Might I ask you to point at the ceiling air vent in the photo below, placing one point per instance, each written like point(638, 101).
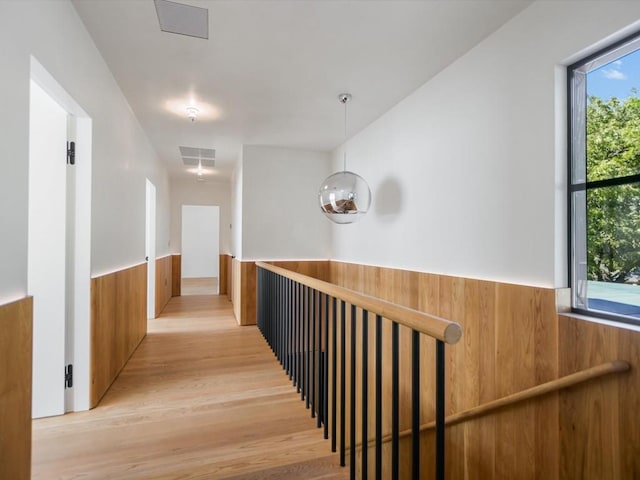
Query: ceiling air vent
point(183, 19)
point(193, 156)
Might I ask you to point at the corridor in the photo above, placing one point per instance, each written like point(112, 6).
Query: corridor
point(201, 398)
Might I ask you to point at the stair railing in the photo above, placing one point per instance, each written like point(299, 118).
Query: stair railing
point(305, 322)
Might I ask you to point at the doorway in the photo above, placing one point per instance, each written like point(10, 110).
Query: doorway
point(59, 244)
point(150, 236)
point(200, 249)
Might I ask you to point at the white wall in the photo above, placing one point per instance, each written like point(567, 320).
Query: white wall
point(122, 155)
point(236, 209)
point(468, 172)
point(185, 192)
point(281, 217)
point(200, 241)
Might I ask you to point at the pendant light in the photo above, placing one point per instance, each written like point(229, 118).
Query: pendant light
point(344, 196)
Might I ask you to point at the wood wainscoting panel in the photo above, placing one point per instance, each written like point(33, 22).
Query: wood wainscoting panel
point(599, 426)
point(244, 283)
point(16, 345)
point(176, 275)
point(164, 282)
point(118, 324)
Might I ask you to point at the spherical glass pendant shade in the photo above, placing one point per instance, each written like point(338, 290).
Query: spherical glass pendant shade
point(344, 197)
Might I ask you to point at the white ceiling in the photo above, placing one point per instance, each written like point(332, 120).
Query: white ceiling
point(271, 71)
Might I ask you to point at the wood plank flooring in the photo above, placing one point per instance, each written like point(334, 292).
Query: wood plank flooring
point(201, 398)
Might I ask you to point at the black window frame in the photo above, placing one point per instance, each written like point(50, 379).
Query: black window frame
point(576, 149)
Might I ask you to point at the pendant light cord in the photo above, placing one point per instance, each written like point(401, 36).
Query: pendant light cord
point(344, 154)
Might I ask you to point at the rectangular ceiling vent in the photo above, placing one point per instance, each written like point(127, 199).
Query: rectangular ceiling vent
point(183, 19)
point(193, 156)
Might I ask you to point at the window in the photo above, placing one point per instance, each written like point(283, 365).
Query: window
point(604, 182)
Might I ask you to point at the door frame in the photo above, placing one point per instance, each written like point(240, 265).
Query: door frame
point(78, 325)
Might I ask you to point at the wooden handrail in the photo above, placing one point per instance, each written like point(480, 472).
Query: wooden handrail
point(561, 383)
point(436, 327)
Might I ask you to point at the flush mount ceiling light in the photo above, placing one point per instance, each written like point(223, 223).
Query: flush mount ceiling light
point(192, 113)
point(344, 196)
point(183, 19)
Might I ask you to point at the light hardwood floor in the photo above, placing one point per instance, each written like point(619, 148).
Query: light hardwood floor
point(201, 398)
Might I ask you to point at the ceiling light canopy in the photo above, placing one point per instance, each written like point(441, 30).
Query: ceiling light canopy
point(192, 113)
point(344, 196)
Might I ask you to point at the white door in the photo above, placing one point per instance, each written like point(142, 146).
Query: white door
point(151, 249)
point(47, 249)
point(200, 241)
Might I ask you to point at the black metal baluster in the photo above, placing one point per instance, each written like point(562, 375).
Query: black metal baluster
point(415, 404)
point(395, 396)
point(343, 382)
point(294, 338)
point(320, 408)
point(352, 419)
point(378, 397)
point(313, 354)
point(334, 372)
point(440, 366)
point(365, 395)
point(325, 370)
point(303, 372)
point(289, 304)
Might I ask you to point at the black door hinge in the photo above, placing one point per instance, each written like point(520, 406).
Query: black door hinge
point(71, 153)
point(68, 376)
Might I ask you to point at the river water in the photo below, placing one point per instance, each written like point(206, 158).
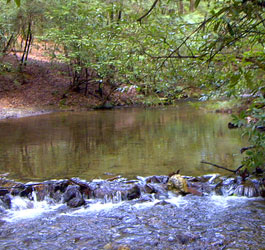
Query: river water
point(129, 142)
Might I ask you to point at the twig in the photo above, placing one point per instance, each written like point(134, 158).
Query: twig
point(148, 12)
point(217, 166)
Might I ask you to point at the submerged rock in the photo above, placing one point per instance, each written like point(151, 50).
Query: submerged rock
point(73, 197)
point(177, 184)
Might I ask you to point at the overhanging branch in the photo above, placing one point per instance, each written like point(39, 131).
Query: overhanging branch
point(148, 12)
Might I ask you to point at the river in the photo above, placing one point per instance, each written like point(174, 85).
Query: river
point(127, 142)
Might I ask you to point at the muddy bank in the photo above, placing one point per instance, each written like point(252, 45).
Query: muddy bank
point(12, 113)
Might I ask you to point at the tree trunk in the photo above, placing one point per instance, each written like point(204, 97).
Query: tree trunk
point(192, 5)
point(8, 44)
point(27, 45)
point(181, 7)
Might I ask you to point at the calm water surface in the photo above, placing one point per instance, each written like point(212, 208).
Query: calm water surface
point(129, 142)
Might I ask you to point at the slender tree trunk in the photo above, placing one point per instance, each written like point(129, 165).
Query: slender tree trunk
point(28, 49)
point(192, 5)
point(27, 45)
point(181, 7)
point(8, 44)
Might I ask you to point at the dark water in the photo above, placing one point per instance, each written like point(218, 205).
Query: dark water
point(129, 142)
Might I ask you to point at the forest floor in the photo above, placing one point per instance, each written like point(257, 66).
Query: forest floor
point(44, 86)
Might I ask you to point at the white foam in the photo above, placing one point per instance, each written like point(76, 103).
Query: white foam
point(23, 208)
point(94, 207)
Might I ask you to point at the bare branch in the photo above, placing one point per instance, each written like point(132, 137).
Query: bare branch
point(217, 166)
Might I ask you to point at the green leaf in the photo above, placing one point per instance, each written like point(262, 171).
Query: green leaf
point(17, 2)
point(197, 3)
point(229, 27)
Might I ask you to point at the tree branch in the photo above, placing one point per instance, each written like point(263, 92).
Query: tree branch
point(217, 166)
point(148, 12)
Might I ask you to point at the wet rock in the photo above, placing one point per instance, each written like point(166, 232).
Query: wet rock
point(73, 197)
point(84, 187)
point(185, 238)
point(134, 193)
point(26, 191)
point(145, 198)
point(76, 202)
point(177, 184)
point(60, 186)
point(157, 179)
point(6, 201)
point(159, 190)
point(3, 192)
point(162, 203)
point(247, 188)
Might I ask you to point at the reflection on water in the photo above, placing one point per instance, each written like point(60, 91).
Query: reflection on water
point(128, 141)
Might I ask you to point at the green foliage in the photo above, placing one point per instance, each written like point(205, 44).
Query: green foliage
point(252, 123)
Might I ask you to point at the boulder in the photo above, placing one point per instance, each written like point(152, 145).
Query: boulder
point(177, 184)
point(73, 197)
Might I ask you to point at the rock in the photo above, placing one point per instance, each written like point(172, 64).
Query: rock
point(76, 202)
point(177, 184)
point(157, 179)
point(134, 193)
point(84, 187)
point(248, 189)
point(162, 203)
point(26, 192)
point(6, 201)
point(73, 197)
point(3, 191)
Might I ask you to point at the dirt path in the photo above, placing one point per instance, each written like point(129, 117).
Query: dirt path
point(43, 86)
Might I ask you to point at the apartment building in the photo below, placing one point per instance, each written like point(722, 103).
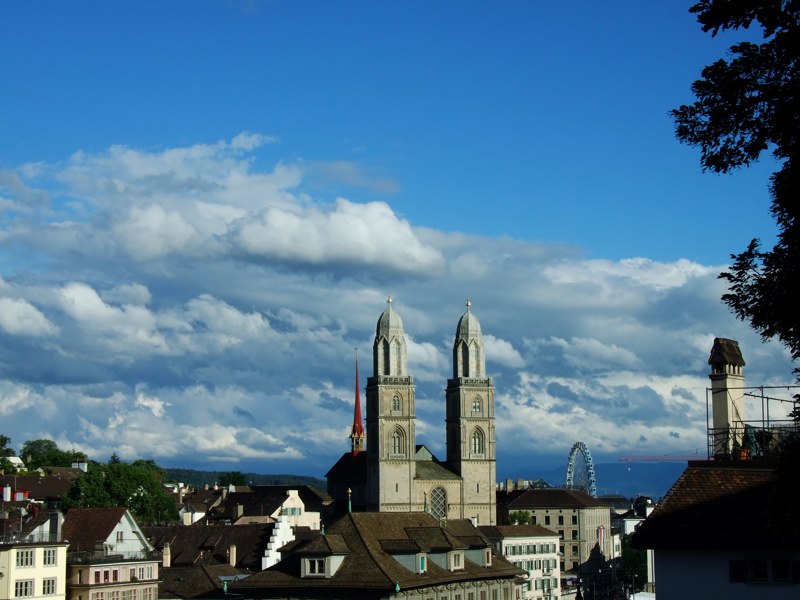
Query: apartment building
point(582, 523)
point(533, 549)
point(31, 569)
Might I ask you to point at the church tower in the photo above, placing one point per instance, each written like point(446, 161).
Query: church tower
point(470, 421)
point(390, 419)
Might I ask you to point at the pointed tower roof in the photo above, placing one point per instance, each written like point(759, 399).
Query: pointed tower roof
point(468, 327)
point(389, 351)
point(357, 433)
point(389, 323)
point(468, 352)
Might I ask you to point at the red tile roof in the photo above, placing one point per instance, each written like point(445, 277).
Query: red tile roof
point(85, 528)
point(717, 505)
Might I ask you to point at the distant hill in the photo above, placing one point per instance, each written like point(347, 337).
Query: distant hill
point(651, 479)
point(201, 478)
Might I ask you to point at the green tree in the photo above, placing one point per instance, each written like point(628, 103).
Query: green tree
point(5, 452)
point(745, 106)
point(136, 486)
point(46, 453)
point(521, 517)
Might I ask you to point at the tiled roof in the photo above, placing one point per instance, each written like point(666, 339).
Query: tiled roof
point(716, 505)
point(434, 470)
point(549, 498)
point(85, 528)
point(193, 545)
point(368, 568)
point(194, 582)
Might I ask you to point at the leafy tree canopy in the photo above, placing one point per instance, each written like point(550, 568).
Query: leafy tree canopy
point(136, 486)
point(746, 105)
point(5, 452)
point(46, 453)
point(233, 478)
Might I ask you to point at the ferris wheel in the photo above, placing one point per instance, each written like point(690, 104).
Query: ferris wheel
point(580, 470)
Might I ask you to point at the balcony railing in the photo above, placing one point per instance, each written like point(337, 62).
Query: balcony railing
point(107, 556)
point(14, 537)
point(747, 440)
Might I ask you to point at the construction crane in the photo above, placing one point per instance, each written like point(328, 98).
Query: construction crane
point(661, 457)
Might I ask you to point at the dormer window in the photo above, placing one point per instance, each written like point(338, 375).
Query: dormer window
point(313, 567)
point(456, 560)
point(422, 563)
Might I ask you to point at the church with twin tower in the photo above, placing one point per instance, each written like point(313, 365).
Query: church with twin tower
point(385, 470)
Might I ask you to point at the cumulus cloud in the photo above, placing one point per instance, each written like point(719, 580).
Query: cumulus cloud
point(348, 233)
point(19, 317)
point(195, 306)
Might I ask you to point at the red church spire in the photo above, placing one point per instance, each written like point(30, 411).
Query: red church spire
point(358, 436)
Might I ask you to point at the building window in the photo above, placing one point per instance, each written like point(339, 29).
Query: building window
point(49, 557)
point(476, 405)
point(25, 558)
point(439, 503)
point(315, 567)
point(398, 445)
point(23, 588)
point(477, 442)
point(49, 586)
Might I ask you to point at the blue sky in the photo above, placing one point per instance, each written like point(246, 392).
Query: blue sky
point(203, 206)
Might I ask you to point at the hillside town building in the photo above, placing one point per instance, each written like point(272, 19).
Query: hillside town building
point(409, 556)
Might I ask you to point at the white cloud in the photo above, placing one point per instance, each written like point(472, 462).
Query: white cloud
point(185, 305)
point(502, 352)
point(349, 233)
point(151, 403)
point(19, 317)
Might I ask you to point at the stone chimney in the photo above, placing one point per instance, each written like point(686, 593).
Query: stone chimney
point(166, 560)
point(727, 395)
point(232, 555)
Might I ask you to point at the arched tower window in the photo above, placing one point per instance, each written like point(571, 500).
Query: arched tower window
point(477, 442)
point(439, 503)
point(386, 362)
point(398, 442)
point(476, 404)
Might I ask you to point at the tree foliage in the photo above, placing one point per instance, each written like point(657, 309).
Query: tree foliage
point(46, 453)
point(5, 452)
point(137, 486)
point(745, 106)
point(233, 478)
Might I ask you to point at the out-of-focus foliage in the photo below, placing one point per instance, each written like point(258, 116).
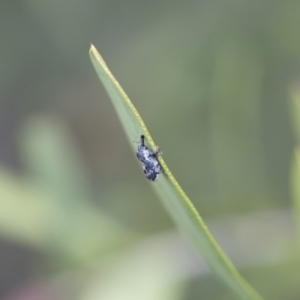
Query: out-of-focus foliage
point(211, 79)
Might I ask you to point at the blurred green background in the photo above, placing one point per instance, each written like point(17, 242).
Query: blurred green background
point(217, 84)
┄┄┄┄┄┄┄┄┄┄
▶ _Task prompt_
Retype the records above, but only those lines that fall between the line containing "Might I ask you to point at the balcony" and the line containing "Might I ask you to point at the cumulus", with both of those lines included, exactly as written.

▶ _Result of the task_
Might I ask you to point at the balcony railing in the photo above, placing one point per instance, each written like point(337, 62).
Query: balcony railing
point(107, 556)
point(14, 537)
point(747, 440)
Might I ask you to point at the construction crane in the photo above, placing one point per instance, each written like point(328, 98).
Query: construction crane
point(661, 457)
Might I ask you to point at the dormer window in the photo above, placing one point per instance, each written like point(338, 375).
Query: dormer window
point(313, 567)
point(456, 560)
point(422, 563)
Might I ask you to point at the church with twin tower in the photo above, placing one point per instance, each written like point(313, 365).
Query: church with twin tower
point(385, 470)
Might I ask you to point at the cumulus cloud in the photo above, placing one point per instance, each written like point(719, 580).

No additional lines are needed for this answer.